2019 Cash Management Survey: How Corporate Treasuries Are Seizing the Moment

As more signs of a slowdown emerge, treasury leaders must determine which indicators are meaningful and which are not.

The survey results show that treasury functions are managing their cash prudently in the face of growing volatility, notes BELLIN director, sales North America, Hung Nguyen. The findings also suggest that “uncertainty in the global economy is causing businesses to entrench and build their cash reserves to weather any financial downturn,” he adds.

As more signs of a slowdown emerge, treasury leaders must determine which indicators are meaningful and which are not. “The cacophony of noises seeking to grab attention can be related to concerns about trade, speculation about interest rate adjustments, or otherwise,” says Strategic Treasurer managing partner Craig Jeffery. “Treasury professionals will make adjustments based upon real events actually happening that will impact their organization.”

----------

> _Exercise details_:
Continue the passage on the 2019 cash management survey of corporate treasuries, picking up after its final sentence.

> _Recorded data_:
----------

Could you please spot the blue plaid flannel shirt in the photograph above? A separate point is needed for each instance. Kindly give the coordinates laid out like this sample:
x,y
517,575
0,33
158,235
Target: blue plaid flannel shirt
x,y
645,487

----------

> _Result of this exercise_:
In the coming months, this practicality will need to be applied to companies’ levels of cash reserves, adjustments to the mix of cash and short-term investments (including overseas holdings), and a range of internal technology, talent, and risk management challenges. “Continued headwinds from low interest rates globally, coupled with increased pressure from global regulators and the investor community,” notes Ken Thomas, a managing director with Protiviti, require “treasury functions to be balanced and innovative in managing their company’s cash and solvency.”

Cash Reserves Rising

The “2019 Cash Management Sur­vey” was completed in September by treasury executives across all indus­tries. Twenty-nine percent of respon­dents work in companies with annual revenues of less than $100 million; 22 percent earn $100 million to $1 billion; 29 percent have revenues of $1 billion to $10 billion; and 27 percent exceed $10 billion.

The survey’s most compelling re­sults, according to BELLIN head of customer advisory Rüdiger Schlecht, include the fact that far more organi­zations increased cash reserves in the past year (42 percent) than reduced cash reserves (22 percent). See Figure 1.

Source: “2019 Cash Management Survey,” Treasury & Risk.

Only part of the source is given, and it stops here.